[Items from a data source]
——————
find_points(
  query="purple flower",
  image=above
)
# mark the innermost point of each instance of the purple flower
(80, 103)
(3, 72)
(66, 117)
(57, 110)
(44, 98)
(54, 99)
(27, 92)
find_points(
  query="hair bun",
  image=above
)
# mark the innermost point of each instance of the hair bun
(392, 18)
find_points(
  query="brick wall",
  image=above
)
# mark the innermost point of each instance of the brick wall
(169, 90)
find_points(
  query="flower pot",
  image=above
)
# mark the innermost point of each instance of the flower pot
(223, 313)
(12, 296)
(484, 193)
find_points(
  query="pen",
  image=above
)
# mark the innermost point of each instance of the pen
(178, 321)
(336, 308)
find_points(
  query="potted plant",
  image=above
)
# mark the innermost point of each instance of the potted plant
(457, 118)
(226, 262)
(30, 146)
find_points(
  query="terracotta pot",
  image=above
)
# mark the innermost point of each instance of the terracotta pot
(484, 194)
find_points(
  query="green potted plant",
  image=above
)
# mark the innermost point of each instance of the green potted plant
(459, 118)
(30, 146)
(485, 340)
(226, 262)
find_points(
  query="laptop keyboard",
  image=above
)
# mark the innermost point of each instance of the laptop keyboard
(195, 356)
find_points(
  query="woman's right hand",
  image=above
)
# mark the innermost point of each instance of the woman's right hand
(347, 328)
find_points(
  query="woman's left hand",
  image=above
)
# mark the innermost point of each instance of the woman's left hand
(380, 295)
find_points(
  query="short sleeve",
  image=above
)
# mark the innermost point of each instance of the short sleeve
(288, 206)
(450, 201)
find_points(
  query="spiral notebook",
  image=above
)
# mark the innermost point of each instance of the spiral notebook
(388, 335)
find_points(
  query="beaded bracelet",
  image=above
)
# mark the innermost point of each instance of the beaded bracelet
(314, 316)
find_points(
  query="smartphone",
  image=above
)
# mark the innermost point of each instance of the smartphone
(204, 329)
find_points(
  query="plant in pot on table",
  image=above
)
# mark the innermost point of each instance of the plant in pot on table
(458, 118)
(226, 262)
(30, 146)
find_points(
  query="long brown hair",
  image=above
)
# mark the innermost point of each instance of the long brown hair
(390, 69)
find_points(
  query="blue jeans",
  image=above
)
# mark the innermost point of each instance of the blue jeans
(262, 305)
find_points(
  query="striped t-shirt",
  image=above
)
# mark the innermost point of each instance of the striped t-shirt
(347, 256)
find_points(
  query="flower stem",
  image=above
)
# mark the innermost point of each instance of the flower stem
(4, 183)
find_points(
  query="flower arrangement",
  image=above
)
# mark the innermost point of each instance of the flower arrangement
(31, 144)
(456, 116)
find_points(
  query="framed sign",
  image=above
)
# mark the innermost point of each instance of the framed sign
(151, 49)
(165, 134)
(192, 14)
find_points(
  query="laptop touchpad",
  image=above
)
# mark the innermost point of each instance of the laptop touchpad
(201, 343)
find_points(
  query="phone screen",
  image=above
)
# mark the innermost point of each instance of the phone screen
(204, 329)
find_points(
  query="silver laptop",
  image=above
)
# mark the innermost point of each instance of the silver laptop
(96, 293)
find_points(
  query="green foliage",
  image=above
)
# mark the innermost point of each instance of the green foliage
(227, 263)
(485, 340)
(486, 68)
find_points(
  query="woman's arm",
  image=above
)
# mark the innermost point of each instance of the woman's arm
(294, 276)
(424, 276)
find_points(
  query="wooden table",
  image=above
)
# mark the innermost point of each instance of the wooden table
——————
Please output the entire listing exactly as it stands.

find_points(
  query="purple flower",
  image=above
)
# mark the innermost point of each instance of the purple flower
(80, 103)
(3, 72)
(66, 117)
(57, 110)
(44, 98)
(54, 99)
(27, 92)
find_points(
  query="hair bun",
  image=above
)
# mark the innermost point of each instance of the hair bun
(392, 18)
find_points(
  query="brick wall",
  image=above
)
# mark the innermost point of each instance of the brick wall
(169, 90)
find_points(
  query="flower pot",
  image=above
)
# mark the innermost point of each instance of the flower pot
(223, 313)
(12, 296)
(484, 193)
find_points(
  query="pen",
  image=above
)
# mark the innermost point of each instance of the pen
(178, 321)
(336, 308)
find_points(
  query="potted plant",
  image=above
)
# mark the innermost point of each instance of the potted plant
(457, 118)
(226, 262)
(30, 146)
find_points(
  query="terracotta pot",
  image=above
)
# mark the innermost point of each instance of the terracotta pot
(484, 194)
find_points(
  query="green potted plant",
  image=above
)
# mark the innermost point of each instance of the green potted plant
(459, 118)
(30, 146)
(485, 340)
(226, 262)
find_points(
  query="laptop keyboard",
  image=above
)
# mark the innermost point of each instance of the laptop keyboard
(195, 356)
find_points(
  query="woman's right hand",
  image=above
)
# mark the innermost point of each instance of the woman's right hand
(347, 328)
find_points(
  query="woman's left hand",
  image=above
)
# mark the innermost point of each instance of the woman's left hand
(380, 295)
find_points(
  query="short sleeve",
  image=above
)
# mark the innermost point of each instance of the short sleeve
(288, 206)
(450, 201)
find_points(
  query="spiral notebook",
  image=above
)
# mark the innermost point of each instance of the spiral notebook
(388, 335)
find_points(
  query="beaded bracelet",
  image=above
)
# mark the innermost point of each instance of the beaded bracelet
(314, 316)
find_points(
  query="smartphone",
  image=above
)
# mark the innermost point of each instance of the smartphone
(204, 329)
find_points(
  query="plant in pot on table",
  image=above
)
# mark the innermost point of each instance of the plant in pot on table
(458, 118)
(226, 262)
(30, 146)
find_points(
  query="long brown hair",
  image=above
)
# mark the innermost point of each instance of the long brown hair
(390, 69)
find_points(
  query="blue jeans",
  image=above
)
# mark the innermost point of each instance of the blue jeans
(262, 305)
find_points(
  query="striped t-shirt",
  image=above
)
# mark the innermost point of each instance of the striped t-shirt
(347, 256)
find_points(
  query="flower stem",
  image=above
)
# mark the innermost point of each instance of the flower stem
(4, 183)
find_points(
  query="flower arrangement",
  image=above
)
# mark the innermost point of each instance of the flower arrangement
(31, 144)
(456, 116)
find_points(
  query="framed sign",
  image=above
)
# mark the innermost point of each instance of the framed sign
(151, 49)
(165, 134)
(192, 14)
find_points(
  query="laptop touchpad",
  image=above
)
# mark the innermost point of each instance of the laptop touchpad
(201, 343)
find_points(
  query="phone screen",
  image=above
)
# mark the innermost point of each instance of the phone screen
(204, 329)
find_points(
  query="silver laptop",
  image=above
)
# mark the innermost point of each instance of the silver laptop
(96, 293)
find_points(
  query="green foliage",
  image=above
)
# mark the innermost point of each instance of the green foliage
(227, 263)
(485, 340)
(486, 68)
find_points(
  query="woman's arm",
  image=above
)
# mark the innermost point of each instance of the woman's arm
(294, 276)
(424, 276)
find_points(
  query="wooden table",
  image=above
)
# mark the innermost point of each instance of the wooden table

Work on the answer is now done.